-- start SUPPLIED TEXT --

By Jake Fuss and Grady Munro

On Monday outside Rideau Cottage in Ottawa, after Prime Minister Justin Trudeau told Canadians he plans to resign, a reporter asked Trudeau to name his greatest accomplishments. In response, among other things, Trudeau said his government “reduced” taxes for the “middle class.” But this claim doesn’t withstand scrutiny.

After taking office in 2015, the Trudeau government reduced the second-lowest personal income tax rate from 22.0 per cent to 20.5 per cent—a change that was explicitly sold by Trudeau as a tax cut for the middle class. However, this change ultimately didn’t lower the amount of taxes paid by middle-class Canadians. Why?

Because the government simultaneously eliminated several tax credits—which are intended to reduce the amount of income taxes owed—including income splitting, the children’s fitness credit, children’s arts tax credit, and public transit tax credits. By eliminating these tax credits, the government helped simplify the tax system, which is a good thing, but it also raised the amount families pay in income taxes.

Consequently, most middle-income families now pay higher taxes. Specifically, a 2022 study published by the Fraser Institute found that nearly nine in 10 (86 per cent) middle-income families (earning household incomes between $84,625 and $118,007) experienced an increase in their federal personal income taxes as a result of the Trudeau government’s tax changes.

The study also found that other income groups experienced tax increases. Nearly three-quarters (73 per cent) of families with a household income between $54,495 and $84,624 paid higher taxes as a result of the tax changes. And across all income groups, 61 per cent of Canadian families faced higher personal income taxes than they did in 2015.

-- end SUPPLIED TEXT --
-- start RECORD EXCERPTS --

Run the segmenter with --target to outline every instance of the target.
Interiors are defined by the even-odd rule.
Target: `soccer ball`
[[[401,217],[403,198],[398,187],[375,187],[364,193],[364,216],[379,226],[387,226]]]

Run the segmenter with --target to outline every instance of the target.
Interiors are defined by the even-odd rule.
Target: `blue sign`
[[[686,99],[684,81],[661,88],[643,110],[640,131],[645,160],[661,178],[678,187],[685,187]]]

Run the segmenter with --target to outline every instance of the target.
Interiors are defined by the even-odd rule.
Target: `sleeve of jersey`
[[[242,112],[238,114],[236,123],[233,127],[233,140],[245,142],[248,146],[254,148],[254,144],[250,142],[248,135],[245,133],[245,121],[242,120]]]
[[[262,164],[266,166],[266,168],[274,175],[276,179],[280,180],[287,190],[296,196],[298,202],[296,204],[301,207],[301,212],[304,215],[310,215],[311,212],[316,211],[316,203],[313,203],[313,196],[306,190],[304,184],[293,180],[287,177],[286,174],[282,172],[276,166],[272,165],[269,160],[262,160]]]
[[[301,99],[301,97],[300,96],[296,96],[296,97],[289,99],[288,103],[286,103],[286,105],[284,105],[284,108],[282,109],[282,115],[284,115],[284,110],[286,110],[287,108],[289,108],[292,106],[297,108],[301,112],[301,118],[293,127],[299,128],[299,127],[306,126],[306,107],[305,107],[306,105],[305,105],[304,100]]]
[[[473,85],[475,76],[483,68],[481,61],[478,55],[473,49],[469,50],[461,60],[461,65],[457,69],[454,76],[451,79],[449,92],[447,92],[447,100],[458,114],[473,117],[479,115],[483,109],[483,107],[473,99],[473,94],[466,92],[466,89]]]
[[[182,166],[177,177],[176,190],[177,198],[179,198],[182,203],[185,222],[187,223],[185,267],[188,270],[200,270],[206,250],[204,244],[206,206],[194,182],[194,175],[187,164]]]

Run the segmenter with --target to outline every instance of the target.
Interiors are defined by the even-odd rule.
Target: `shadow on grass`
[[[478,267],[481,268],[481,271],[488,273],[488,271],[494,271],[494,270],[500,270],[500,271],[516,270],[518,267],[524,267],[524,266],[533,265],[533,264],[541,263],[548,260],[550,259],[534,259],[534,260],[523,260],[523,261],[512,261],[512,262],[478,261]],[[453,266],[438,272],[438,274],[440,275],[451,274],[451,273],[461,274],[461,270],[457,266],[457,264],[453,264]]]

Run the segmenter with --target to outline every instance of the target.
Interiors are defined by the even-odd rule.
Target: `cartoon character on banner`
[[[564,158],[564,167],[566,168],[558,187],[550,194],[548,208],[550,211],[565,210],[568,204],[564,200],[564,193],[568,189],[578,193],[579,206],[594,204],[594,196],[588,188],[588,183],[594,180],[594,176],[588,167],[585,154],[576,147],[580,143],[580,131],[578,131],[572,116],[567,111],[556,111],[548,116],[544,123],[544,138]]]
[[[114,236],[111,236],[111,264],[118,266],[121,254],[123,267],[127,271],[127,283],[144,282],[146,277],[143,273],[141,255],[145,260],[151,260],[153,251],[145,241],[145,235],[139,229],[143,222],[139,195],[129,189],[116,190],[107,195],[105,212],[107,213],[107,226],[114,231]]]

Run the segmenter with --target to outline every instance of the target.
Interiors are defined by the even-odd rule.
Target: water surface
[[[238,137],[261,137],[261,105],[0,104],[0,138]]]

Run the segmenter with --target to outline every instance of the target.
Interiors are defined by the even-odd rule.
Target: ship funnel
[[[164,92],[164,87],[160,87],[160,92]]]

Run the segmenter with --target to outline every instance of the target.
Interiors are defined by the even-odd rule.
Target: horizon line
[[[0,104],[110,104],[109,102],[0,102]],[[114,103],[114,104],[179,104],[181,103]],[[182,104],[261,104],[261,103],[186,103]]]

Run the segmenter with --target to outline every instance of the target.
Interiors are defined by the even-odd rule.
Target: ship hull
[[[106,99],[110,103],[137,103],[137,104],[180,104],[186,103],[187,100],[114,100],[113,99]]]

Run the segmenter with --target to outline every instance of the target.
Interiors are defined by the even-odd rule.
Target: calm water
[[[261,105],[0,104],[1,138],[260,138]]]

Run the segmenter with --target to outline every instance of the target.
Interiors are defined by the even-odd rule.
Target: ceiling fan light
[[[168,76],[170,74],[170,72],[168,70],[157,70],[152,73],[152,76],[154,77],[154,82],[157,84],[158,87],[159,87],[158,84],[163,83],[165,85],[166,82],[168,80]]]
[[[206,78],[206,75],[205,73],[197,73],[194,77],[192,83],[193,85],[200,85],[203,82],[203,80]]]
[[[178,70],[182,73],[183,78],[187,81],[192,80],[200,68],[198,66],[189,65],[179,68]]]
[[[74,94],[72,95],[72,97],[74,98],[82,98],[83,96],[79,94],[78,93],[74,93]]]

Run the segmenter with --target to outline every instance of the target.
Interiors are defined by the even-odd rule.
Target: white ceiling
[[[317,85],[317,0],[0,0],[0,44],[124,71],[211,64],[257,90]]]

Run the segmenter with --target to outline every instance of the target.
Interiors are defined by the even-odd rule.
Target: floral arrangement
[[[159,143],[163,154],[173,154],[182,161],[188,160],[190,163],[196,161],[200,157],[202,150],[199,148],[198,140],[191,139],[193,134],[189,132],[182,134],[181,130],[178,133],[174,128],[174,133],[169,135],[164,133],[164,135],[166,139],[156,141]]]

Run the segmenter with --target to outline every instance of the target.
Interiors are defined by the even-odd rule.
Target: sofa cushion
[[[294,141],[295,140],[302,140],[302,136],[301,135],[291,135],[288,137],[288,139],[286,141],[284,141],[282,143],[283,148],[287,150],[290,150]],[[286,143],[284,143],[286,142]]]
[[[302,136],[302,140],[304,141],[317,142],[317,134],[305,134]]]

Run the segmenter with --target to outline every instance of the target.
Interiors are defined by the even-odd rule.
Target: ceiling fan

-- end RECORD EXCERPTS --

▶ [JOBS]
A. Reproduce the passage on Trudeau's middle-class tax claim between "The study also" and "did in 2015.", inclusive.
B. Carry on the passage on Trudeau's middle-class tax claim from the point where it stops.
The rows are material separate from the passage on Trudeau's middle-class tax claim.

▶ [ANSWER LIST]
A.
The study also found that other income groups experienced tax increases. Nearly three-quarters (73 per cent) of families with a household income between $54,495 and $84,624 paid higher taxes as a result of the tax changes. And across all income groups, 61 per cent of Canadian families faced higher personal income taxes than they did in 2015.

B.
The Trudeau government also introduced a new top tax bracket on income over $200,000—which raised the top federal personal income tax rate from 29 per cent to 33 per cent—and other tax changes that increased the tax burden on Canadians including the recent capital gains tax hike. Prior to this hike, investors who sold capital assets (stocks, second homes, cottages, etc.) paid taxes on 50 per cent of the gain. Last year, the Trudeau government increased that share to 66.7 per cent for individual capital gains above $250,000 and all capital gains for corporations and trusts.

According to the Trudeau government, this change will only impact the “wealthiest” Canadians, but in fact it will impact many middle-class Canadians. For example, in 2018, half of all taxpayers who claimed more than $250,000 of capital gains in a year earned less than $117,592 in normal income. These include Canadians with modest annual incomes who own businesses, second homes or stocks, and who may choose to sell those assets once or infrequently in their lifetimes (when they retire, for example). These Canadians will feel the real-world effects of Trudeau’s capital gains tax hike.

While reflecting on his tenure, Prime Minister Trudeau said he was proud that his government reduced taxes for middle-class Canadians. In reality, taxes for middle-class families have increased since he took office. That’s a major part of his legacy as prime minister.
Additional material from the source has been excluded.